OBJECTIVE |
Return each line of the records that contains the string "every". Case counts.
-- BEGIN DATA PROVIDED --
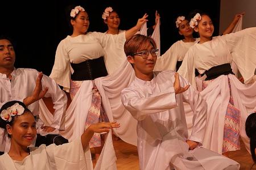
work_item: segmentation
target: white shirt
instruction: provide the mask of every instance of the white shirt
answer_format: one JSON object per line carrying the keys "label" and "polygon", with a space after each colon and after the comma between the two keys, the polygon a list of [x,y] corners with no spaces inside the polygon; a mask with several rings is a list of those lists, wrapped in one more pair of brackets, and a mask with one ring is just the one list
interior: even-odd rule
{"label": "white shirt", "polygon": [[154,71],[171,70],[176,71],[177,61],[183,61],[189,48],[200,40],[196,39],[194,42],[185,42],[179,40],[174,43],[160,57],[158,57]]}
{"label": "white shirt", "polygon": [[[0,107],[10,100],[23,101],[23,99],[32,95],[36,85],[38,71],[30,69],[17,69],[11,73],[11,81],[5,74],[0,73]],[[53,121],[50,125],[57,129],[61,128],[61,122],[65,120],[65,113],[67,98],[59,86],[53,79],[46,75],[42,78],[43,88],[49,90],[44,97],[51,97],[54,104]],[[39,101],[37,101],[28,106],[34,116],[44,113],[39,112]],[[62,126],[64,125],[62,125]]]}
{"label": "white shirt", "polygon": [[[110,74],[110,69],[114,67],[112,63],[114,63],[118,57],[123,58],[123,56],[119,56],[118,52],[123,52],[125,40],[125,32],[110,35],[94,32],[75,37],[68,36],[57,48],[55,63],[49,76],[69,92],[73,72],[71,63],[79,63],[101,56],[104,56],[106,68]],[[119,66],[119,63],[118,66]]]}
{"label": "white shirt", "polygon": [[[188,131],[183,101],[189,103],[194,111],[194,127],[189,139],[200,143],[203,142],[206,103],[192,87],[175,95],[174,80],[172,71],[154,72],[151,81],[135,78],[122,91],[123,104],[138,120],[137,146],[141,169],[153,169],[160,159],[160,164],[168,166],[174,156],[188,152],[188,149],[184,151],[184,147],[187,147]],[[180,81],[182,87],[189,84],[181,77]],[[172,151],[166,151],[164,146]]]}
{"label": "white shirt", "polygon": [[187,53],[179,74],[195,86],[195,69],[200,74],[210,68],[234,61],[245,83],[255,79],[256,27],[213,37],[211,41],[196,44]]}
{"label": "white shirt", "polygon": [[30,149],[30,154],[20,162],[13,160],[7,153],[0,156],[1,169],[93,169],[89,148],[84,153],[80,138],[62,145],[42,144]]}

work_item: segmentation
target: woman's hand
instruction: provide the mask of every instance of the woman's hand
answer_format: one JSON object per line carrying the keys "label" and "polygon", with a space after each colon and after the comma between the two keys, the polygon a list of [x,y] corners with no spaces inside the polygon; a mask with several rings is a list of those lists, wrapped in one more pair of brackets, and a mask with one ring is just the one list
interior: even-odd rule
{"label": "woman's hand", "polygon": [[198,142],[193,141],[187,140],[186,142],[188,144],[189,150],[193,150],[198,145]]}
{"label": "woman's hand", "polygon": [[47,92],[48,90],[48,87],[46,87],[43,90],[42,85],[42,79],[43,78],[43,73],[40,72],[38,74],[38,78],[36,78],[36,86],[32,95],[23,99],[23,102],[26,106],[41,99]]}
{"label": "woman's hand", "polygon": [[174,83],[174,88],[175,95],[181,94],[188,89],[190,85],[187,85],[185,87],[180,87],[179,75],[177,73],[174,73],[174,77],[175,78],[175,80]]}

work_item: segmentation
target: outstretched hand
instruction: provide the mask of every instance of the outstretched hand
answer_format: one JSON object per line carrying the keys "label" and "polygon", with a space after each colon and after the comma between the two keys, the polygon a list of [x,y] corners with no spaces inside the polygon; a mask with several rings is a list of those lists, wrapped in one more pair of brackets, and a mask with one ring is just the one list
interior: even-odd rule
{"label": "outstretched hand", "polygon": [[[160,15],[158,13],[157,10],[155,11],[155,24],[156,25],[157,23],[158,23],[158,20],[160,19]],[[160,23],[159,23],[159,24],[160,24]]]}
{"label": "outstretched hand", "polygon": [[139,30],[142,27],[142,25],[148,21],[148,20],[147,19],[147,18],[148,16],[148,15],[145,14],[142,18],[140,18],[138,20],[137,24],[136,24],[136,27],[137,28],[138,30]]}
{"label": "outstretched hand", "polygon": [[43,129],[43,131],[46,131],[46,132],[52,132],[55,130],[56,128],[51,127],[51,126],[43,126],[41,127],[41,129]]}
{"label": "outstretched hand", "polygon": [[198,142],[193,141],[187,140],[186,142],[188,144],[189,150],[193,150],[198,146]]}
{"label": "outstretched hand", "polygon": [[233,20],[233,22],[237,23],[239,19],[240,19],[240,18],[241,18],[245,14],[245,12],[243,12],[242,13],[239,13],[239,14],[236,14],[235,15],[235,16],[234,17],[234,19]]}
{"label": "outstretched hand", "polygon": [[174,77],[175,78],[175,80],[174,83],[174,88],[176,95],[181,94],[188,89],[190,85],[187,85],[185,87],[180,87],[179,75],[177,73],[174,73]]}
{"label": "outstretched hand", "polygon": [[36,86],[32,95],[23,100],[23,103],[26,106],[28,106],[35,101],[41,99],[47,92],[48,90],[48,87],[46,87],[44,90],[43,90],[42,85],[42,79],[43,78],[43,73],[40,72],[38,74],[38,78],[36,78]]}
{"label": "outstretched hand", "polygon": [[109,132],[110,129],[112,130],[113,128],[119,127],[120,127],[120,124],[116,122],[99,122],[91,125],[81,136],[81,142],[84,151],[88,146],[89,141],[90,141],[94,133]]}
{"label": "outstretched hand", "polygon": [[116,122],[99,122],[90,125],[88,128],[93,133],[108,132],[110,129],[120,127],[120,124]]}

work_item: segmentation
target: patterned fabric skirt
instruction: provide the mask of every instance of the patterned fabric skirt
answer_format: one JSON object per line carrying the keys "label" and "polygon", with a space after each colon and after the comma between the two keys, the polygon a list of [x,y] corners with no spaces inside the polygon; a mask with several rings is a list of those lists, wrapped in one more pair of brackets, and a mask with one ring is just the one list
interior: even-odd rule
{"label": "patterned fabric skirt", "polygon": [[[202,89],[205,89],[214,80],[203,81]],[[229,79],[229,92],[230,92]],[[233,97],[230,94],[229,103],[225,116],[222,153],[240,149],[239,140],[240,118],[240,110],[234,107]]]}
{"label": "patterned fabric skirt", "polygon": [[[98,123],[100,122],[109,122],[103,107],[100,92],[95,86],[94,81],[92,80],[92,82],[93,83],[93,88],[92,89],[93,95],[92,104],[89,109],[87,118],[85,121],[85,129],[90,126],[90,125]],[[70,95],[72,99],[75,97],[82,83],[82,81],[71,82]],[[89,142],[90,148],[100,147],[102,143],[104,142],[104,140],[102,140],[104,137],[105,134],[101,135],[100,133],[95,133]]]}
-- END DATA PROVIDED --
FULL RESPONSE |
instruction: provide the mask of every instance of the white shirt
instruction: provide the mask of every instance of the woman's hand
instruction: provide the mask of every instance of the outstretched hand
instruction: provide the mask of every instance of the patterned fabric skirt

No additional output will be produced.